Collection entries
______________________________
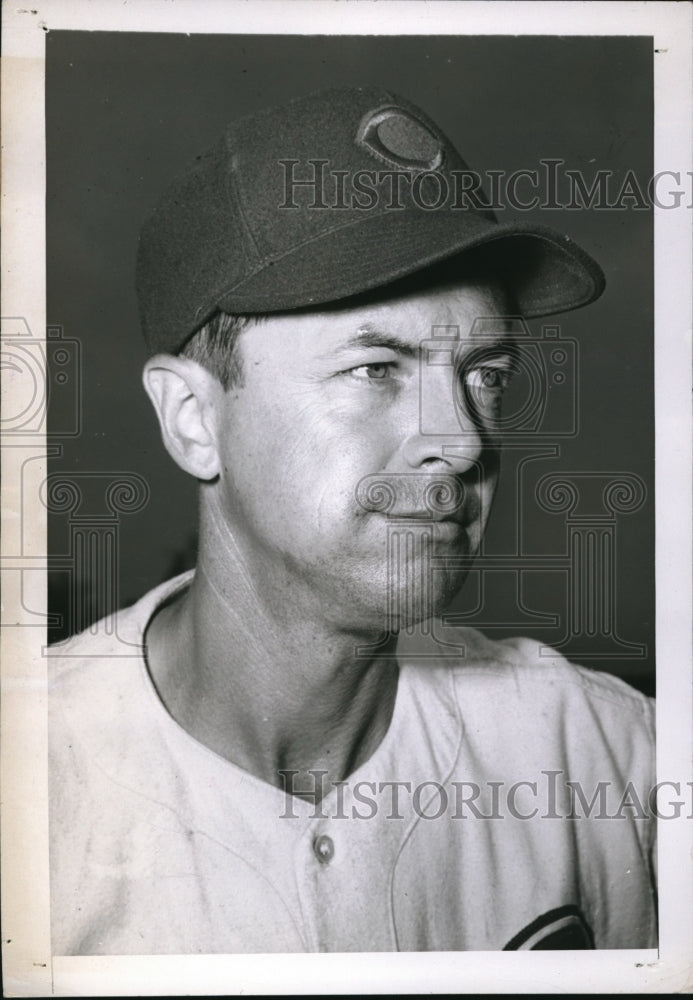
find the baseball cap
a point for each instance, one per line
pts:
(329, 196)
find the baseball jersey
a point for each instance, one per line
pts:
(505, 808)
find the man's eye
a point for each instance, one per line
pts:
(374, 372)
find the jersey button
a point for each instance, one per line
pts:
(323, 848)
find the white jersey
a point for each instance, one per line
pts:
(506, 807)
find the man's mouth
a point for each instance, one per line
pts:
(419, 497)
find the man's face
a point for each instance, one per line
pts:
(357, 450)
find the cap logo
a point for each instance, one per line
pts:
(398, 138)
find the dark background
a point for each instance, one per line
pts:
(126, 112)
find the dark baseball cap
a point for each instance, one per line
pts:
(329, 196)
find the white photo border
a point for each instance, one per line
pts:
(29, 967)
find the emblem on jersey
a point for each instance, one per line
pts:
(398, 138)
(562, 929)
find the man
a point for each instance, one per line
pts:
(247, 765)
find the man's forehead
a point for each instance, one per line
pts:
(458, 308)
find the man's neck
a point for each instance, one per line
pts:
(277, 694)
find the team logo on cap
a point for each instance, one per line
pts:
(395, 136)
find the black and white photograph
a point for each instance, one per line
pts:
(346, 550)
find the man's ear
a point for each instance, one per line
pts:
(184, 396)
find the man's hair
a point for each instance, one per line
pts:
(215, 347)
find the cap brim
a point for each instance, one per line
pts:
(546, 271)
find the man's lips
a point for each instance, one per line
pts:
(419, 497)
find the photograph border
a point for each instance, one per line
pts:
(29, 967)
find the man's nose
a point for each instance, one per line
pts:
(440, 434)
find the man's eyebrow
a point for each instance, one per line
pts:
(375, 338)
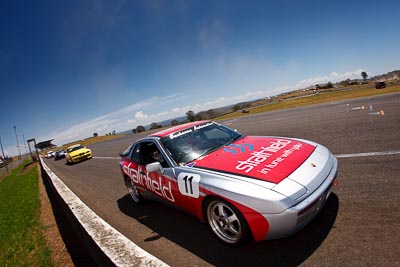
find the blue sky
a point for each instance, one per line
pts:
(71, 68)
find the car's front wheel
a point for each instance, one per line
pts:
(226, 222)
(133, 191)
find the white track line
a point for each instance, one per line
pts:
(355, 155)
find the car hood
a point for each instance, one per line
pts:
(270, 159)
(79, 151)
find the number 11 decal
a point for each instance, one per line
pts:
(188, 184)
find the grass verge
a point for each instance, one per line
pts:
(22, 242)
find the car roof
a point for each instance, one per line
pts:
(177, 128)
(74, 146)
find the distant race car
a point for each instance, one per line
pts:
(49, 154)
(243, 186)
(59, 154)
(77, 153)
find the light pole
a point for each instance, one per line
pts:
(4, 157)
(16, 137)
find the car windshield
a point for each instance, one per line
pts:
(200, 140)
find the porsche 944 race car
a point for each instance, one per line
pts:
(77, 153)
(243, 187)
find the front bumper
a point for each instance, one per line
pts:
(81, 157)
(295, 218)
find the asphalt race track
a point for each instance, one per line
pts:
(360, 224)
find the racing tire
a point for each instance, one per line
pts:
(226, 222)
(133, 191)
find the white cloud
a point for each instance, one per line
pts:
(141, 113)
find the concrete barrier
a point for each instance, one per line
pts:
(106, 245)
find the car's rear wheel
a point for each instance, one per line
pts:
(226, 222)
(133, 191)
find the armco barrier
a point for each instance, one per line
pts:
(107, 246)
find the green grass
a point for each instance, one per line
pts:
(315, 99)
(21, 240)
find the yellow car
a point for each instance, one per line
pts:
(77, 153)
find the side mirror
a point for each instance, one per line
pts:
(153, 167)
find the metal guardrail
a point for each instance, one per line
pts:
(13, 164)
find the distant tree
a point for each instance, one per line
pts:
(190, 115)
(364, 75)
(140, 128)
(174, 122)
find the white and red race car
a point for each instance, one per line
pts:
(243, 186)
______________________________
Please go through the data above and copy every line that has the word "distant".

Result for this exercise
find the distant race car
find the distant tree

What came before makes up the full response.